| What to work on |
Each record that follows is to be reproduced verbatim.

| Given data |
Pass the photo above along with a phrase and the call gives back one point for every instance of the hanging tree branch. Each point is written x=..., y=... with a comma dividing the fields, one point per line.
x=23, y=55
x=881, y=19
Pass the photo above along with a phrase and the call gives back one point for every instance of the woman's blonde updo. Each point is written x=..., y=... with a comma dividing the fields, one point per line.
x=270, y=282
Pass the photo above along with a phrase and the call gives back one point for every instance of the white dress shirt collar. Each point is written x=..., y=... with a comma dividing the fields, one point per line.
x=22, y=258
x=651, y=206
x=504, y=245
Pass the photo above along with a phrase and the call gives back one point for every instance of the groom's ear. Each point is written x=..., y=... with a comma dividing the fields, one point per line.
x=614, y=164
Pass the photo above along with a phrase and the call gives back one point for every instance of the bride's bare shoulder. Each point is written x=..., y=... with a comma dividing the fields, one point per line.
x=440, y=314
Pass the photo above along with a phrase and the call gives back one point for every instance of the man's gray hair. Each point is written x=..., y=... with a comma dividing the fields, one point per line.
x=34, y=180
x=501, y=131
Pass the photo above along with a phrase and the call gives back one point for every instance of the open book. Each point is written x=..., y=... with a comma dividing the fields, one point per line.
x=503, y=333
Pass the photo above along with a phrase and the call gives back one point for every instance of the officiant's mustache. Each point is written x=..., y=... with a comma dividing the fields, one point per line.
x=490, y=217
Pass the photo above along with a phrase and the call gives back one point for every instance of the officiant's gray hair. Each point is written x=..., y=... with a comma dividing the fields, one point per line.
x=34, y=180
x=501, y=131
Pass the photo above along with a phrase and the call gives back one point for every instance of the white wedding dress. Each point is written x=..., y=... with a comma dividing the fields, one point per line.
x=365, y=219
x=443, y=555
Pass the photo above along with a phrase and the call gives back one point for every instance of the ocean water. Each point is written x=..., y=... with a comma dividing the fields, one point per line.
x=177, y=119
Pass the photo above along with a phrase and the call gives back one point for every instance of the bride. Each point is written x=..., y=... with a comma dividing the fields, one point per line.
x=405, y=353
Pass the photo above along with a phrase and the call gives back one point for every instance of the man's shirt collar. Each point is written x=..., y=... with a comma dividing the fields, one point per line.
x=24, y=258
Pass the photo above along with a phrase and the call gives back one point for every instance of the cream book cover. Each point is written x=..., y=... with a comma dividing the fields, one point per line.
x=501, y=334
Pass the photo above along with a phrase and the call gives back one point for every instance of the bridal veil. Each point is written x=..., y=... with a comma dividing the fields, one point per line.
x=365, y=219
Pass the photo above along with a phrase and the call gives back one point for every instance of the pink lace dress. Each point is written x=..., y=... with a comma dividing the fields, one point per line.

| Response to the task |
Pass the photo above along with a phrase and the call gives back one point for every instance of the hanging tree branch. Each point is written x=..., y=... with a comma dividing the fields, one point per line.
x=23, y=55
x=881, y=19
Pass the photo above along with a phrase and the call gives back one point for every instance of the woman's blonde updo. Each point is written x=..., y=... with a comma dividing the fields, one point per line.
x=270, y=282
Pass the photo above along with a phrase and the call gives back one point for every instance of the white dress shirt collar. Each point is written x=..., y=... with a comma dividing the fields, one point per line.
x=22, y=258
x=651, y=206
x=504, y=245
Pass the photo above along with a phrase and the call gives back one point for every instance of the groom's ear. Each point is written x=..., y=... with a comma dividing the fields, one point per line.
x=614, y=164
Pass the photo above along with a phrase and the call gives back one point for every instance of the bride's bare shoulder. Each point is written x=..., y=... with a comma dividing the fields, one point per line.
x=440, y=314
Pass the photo above along with a phrase and the call gives back one point for every instance of the man's gray hair. Each point is written x=..., y=... with a comma dividing the fields, one point per line.
x=34, y=180
x=501, y=131
Pass the photo above along with a phrase and the call gives back one point for every instance of the open book. Each point is written x=..., y=... with a comma dividing the fields, one point per line.
x=503, y=333
Pass the photo above along with a phrase and the call gives back one point for every instance of the officiant's mustache. Each point is written x=..., y=... with a comma dividing the fields, one point per line.
x=490, y=217
Pass the photo above along with a phrase and the call gives back one point for every instance of the officiant's gray hair. Each point is written x=..., y=... with a comma dividing the fields, one point per line.
x=34, y=180
x=501, y=131
Pass the photo above along with a phrase and the call gives back one point for every instance of the white wedding dress. Each point is written x=..., y=... with a comma dividing the fields, one point per line.
x=365, y=219
x=443, y=555
Pass the photo above along with a phrase and the call gives back one point for every instance of the ocean water. Each point is written x=..., y=... with a comma dividing the fields, one point per line.
x=177, y=119
Pass the photo above along with a phrase and the call gives back one point for every instance of the bride. Each point is written x=..., y=... with a comma dividing the fields, one point per line.
x=405, y=353
Pass the photo above along with a phrase and the call gives back one point for every instance of the man's shirt collar. Each point is written x=..., y=... with a comma dividing the fields, one point per line.
x=24, y=258
Pass the photo above along with a phrase and the call gives back one point for every instance of the cream book cover. Each point is written x=..., y=... with a comma dividing the fields, one point per line.
x=501, y=334
Pass the photo above along with a phrase and the call gives back one point for every instance of the bridal veil. Each point is written x=..., y=... with a comma dividing the fields, one point per line.
x=365, y=219
Pass the photo above along with a phrase and the call gives back one point for every instance of the pink lace dress. Each point is written x=..., y=... with a comma dividing the fields, one point per line.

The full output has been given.